The Best Bras Might be Made in Poland

A few years ago, I stumbled upon the subreddit ABraThatFits, where people share their struggle to find a bra and pass along what they have learned. While scrolling through the forum, I often came across a specific piece of advice: go Polish.

The Redditors mentioned a few brands in particular, Ewa Michalak and Comexim, but there are 47 companies listed on their “Polish guide.” As it turns out, lingerie experts and enthusiasts hold a special reverence for bras made in Poland, and a growing number of boutiques in the United States carry them.

Laura Henny, the owner of the Rack Shack, a boutique on Central Avenue in the Bushwick neighborhood of Brooklyn, gets calls every week about whether she stocks Ewa Michalak bras.

She herself wears Ewa Michalak bras most of the time. “They’re extremely comfortable, and I just really like the shape that they give,” Ms. Henny said.

Tina Omer, the owner of Aphrodite’s Closet in San Antonio, said she wears mostly Nessa, another Polish brand, and stocks Nessa and Ewa Michalak in her shop.

Both proprietors praise these brands’ materials and the construction. Most Polish bras, even those made by larger manufacturers, are still designed and constructed in Poland by hand, with fabrics and laces from Italy and Spain.

And unlike in the United States, where confusion and misinformation abound about bands and cups, care is taken with sizing. Many Polish designers follow the principles of “brafitting” (in Poland, one word), which begins with the idea that regardless of whether your breasts are small or large, simply measuring across and under the bust will not produce a bra that fits.

Saved data entries
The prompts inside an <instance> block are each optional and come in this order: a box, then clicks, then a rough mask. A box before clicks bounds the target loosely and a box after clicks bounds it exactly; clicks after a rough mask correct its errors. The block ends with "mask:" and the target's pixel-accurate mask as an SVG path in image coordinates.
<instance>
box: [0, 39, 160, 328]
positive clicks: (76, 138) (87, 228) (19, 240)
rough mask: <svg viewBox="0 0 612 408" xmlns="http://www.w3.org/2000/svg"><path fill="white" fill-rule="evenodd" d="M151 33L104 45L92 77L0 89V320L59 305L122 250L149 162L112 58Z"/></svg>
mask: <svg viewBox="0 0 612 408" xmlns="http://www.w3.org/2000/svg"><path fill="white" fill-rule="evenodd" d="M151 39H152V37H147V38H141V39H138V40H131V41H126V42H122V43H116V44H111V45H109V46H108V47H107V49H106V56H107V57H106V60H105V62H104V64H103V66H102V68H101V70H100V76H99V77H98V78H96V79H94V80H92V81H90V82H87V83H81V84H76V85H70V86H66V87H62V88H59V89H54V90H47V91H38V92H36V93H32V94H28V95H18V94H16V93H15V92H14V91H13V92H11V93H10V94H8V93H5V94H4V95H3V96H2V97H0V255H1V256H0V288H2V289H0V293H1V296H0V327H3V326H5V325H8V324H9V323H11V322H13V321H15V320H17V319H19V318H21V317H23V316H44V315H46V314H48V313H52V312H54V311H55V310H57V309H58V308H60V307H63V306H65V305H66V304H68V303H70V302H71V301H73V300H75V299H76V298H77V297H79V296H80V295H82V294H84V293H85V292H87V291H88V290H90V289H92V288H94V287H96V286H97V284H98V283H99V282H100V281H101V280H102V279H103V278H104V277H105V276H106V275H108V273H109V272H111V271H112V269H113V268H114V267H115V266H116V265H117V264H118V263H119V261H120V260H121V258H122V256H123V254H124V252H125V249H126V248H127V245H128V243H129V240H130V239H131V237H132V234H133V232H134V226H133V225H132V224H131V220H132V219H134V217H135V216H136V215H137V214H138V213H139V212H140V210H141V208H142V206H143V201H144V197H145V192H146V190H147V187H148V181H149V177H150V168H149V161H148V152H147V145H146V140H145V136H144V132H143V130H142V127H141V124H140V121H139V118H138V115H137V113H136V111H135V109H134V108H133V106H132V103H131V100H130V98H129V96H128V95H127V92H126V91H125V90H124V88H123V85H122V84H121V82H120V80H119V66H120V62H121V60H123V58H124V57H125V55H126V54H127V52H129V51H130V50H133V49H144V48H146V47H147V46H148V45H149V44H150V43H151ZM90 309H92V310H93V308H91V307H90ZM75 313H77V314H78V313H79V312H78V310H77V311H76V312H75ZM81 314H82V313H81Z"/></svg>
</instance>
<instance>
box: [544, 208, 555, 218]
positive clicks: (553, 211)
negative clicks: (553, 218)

Directions:
A) Using the article on Polish bras, decide whether each statement agrees with it. For each, answer yes or no and quote the words that decide it.
(i) Laura Henny's boutique is in San Antonio.
(ii) Most Polish bras are designed and constructed in Poland by hand.
(iii) The Redditors' guide to Polish brands lists 47 companies.
B) Answer these questions from the article on Polish bras.
(i) Which brand does Tina Omer mostly wear?
(ii) Which countries supply the fabrics and laces for Polish bras?
(iii) How often does Laura Henny get calls asking whether she stocks Ewa Michalak bras?

Exercise responses:
A)
(i) No: "a boutique on Central Avenue in the Bushwick neighborhood of Brooklyn"
(ii) Yes: "Most Polish bras, even those made by larger manufacturers, are still designed and constructed in Poland by hand"
(iii) Yes: "there are 47 companies listed on their “Polish guide.”"

B)
(i) Nessa
(ii) Italy and Spain
(iii) Every week